Retyping each entry exactly is the whole task.

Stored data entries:

****

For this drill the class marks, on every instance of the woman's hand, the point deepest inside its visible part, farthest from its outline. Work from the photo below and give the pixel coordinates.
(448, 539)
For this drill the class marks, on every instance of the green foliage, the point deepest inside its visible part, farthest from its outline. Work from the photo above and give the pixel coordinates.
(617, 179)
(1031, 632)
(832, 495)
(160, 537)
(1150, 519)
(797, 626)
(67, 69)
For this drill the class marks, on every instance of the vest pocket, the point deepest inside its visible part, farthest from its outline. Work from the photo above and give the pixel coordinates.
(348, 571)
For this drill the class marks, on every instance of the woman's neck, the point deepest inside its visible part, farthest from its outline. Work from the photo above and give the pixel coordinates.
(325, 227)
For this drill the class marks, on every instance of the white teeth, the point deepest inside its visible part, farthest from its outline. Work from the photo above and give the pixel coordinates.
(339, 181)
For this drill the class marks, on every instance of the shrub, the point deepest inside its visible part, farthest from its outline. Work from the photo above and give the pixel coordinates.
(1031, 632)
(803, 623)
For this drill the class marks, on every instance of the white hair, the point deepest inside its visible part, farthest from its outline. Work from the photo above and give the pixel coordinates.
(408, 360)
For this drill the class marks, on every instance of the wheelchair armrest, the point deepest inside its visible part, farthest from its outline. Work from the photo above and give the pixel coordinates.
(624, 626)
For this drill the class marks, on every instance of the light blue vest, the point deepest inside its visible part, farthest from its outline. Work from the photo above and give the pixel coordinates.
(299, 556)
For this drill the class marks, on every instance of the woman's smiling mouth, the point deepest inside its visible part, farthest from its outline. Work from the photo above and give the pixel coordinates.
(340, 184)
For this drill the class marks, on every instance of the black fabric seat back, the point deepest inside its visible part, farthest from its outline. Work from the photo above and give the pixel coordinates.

****

Exercise answer >>
For this drill the class marks, on every instance of the woman's hand, the point deepest inside its visible part, farthest from its outline. Work from the photo below and give the pixel coordinates.
(448, 539)
For this drill the class marks, on every instance of the green foliage, the point deepest inside its visible part, farthest from its outline. Work from the photo above and give the pixel coordinates.
(617, 179)
(1031, 632)
(832, 495)
(160, 537)
(1150, 519)
(797, 626)
(67, 69)
For this drill the class marks, on every instance of the vest pocket, the point deepest inside its visible part, farthest from its outline. Work from the photo above and give the pixel coordinates.
(348, 571)
For this drill the class marks, on every instance of the woman's neck, the point deepest inside its visible part, farthest from its outline. Work from the photo above and give the pixel coordinates.
(325, 227)
For this drill the class marks, on every instance of the white teeth, the point deepest inside its visible part, farthest from its outline. Work from the photo above and give the pixel coordinates.
(339, 181)
For this drill the class marks, on every instance of the shrub, the point deepest inside its visible part, farthest from its outline. Work from the photo above and give the pixel coordinates.
(1031, 632)
(803, 623)
For this drill the class marks, on every instance of the white hair, the point deepest inside its visible part, farthest from its outline. Work from the photo above and give the pixel coordinates.
(408, 360)
For this drill the class marks, on every instance of the wheelchair armrest, the point deepest inside its visible part, farthest from its outline. Work from the photo above and give the pixel coordinates.
(624, 626)
For this drill the class marks, on every instance of the light blue vest, the point deepest inside its visible part, farthest from its outline. Work from the photo above and give the pixel coordinates.
(299, 556)
For this drill the class marks, on every instance of the woman's smiling mouth, the point deepest inside its visible part, farthest from its outline. Work from the photo above and give the pixel coordinates.
(340, 184)
For this drill the class marks, on every instance of the black fabric seat back, the point deepest inside its visible part, farthest from its outline. Work from the photo above and give the pixel coordinates.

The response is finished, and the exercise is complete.